→ Document section:

____________

Thanks for the response by the way. :thumbsup:


----------



## LGFugate (Sep 11, 2000)

I'm not looking to start a FIRESTORM, but I prefer Kyle as Green Lantern to Hal. After all, Kyle brought back the Guardians that Hal had killed.

:thumbsup:


----------



## BatToys (Feb 4, 2002)

Will Iron Man be in an Aurora style box and graphics? "All Plastic Assembly Kit."

Painting cover like the first Superman or a Carmine Infantino inked drawing?


----------



## Capt. Krik (May 26, 2001)

Moebius said:


> Hope you like what we do with Marvel!


If they turn out anything like the Conan sculpt they are going to be fantastic.


----------



## xsavoie (Jun 29, 1999)

I know that DC comics was selling a few years ago,Superman flying over Supergirl that had crashed in her rocket coming from Krypton,old comic book style.Real nice.:thumbsup:


----------



## Moebius (Mar 15, 2007)

BatToys said:


> Will Iron Man be in an Aurora style box and graphics? "All Plastic Assembly Kit."

____________

→ Exercise: Pick up the forum thread about comic-character model kits where it stops and write what comes next.

→ Source material:

____________

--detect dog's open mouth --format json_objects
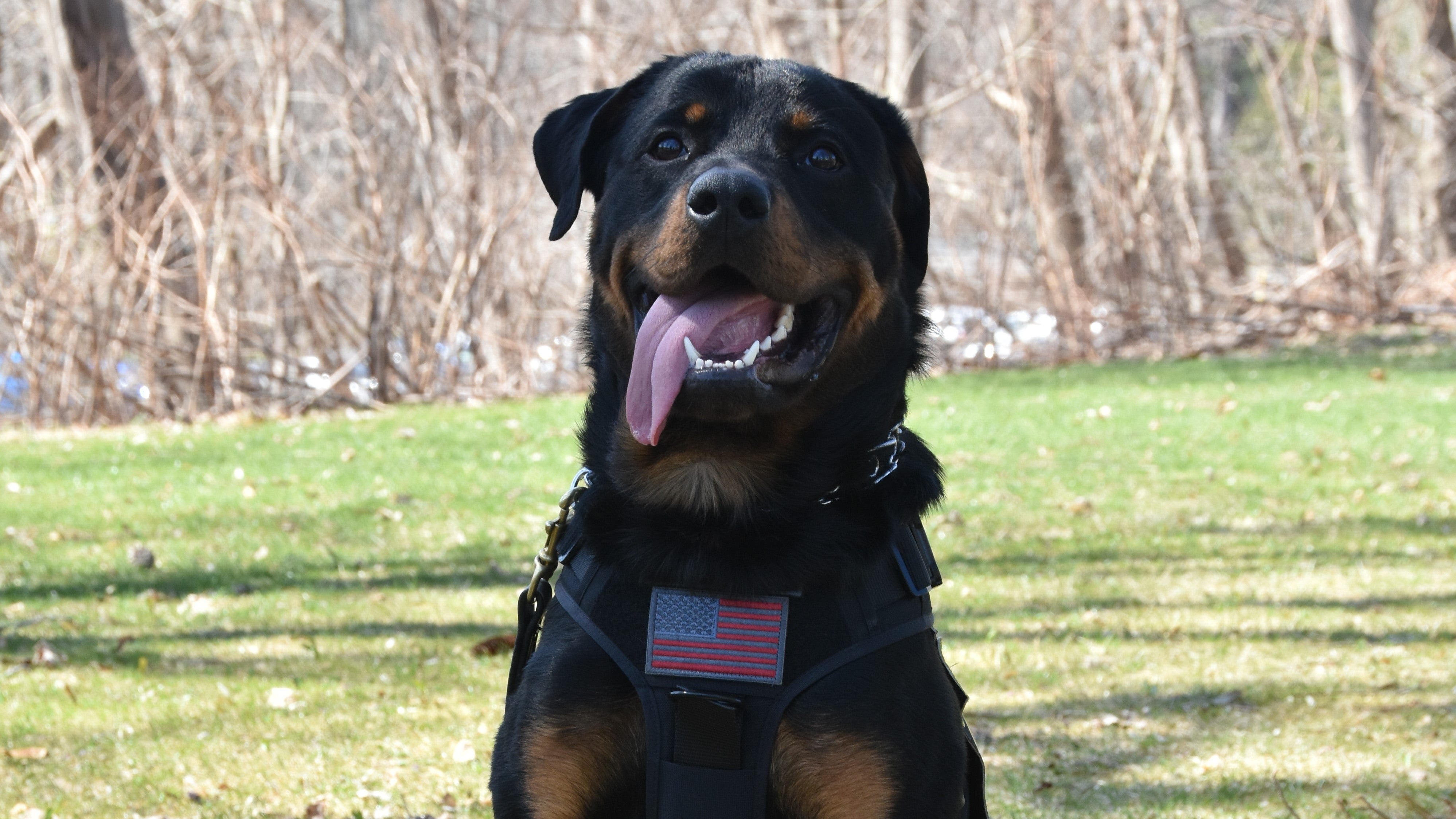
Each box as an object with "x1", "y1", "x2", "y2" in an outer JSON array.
[{"x1": 626, "y1": 285, "x2": 842, "y2": 445}]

____________

→ Answer to the problem:
> 
> Painting cover like the first Superman or a Carmine Infantino inked drawing?


I seriously doubt Marvel would approve anything like that. They have a style they like to follow for film related packaging and I know they'll make me stick close to it. Sorry!


----------



## Geoff Boaz (Jan 1, 1970)

Moebius said:


> I seriously doubt Marvel would approve anything like that. They have a style they like to follow for film related packaging and I know they'll make me stick close to it. Sorry!


But the film will be WAY gone (out of theaters) by then???

I understand the need to leverage marketing, and brand identity (I work in Marketing) but the movie will be a done deal by that time. Maybe the DVD release can get some milage out of a movie tie in package design, but Iron Man himself, sans movie tie-in, also stands as a brand alone.

With Marvel allowing PL to reissue Hulk, Spidey and Cap America in retro style packaging they may also allow a hybrid contemporary-retro take on the package. The Iron Man armor would be modern, logo modern, but the actual art style an AURORA-isk painting that has the feel of the Conan box. Worth a shot to ask.

Or, ask if you could develop variant package box art; one modern style, one retro-aurora style. MARVEL loves the variant packaging idea no doubt. They practically invented the variant comic book cover sham.

This has been a fun thread.


----------



## iamweasel (Aug 14, 2000)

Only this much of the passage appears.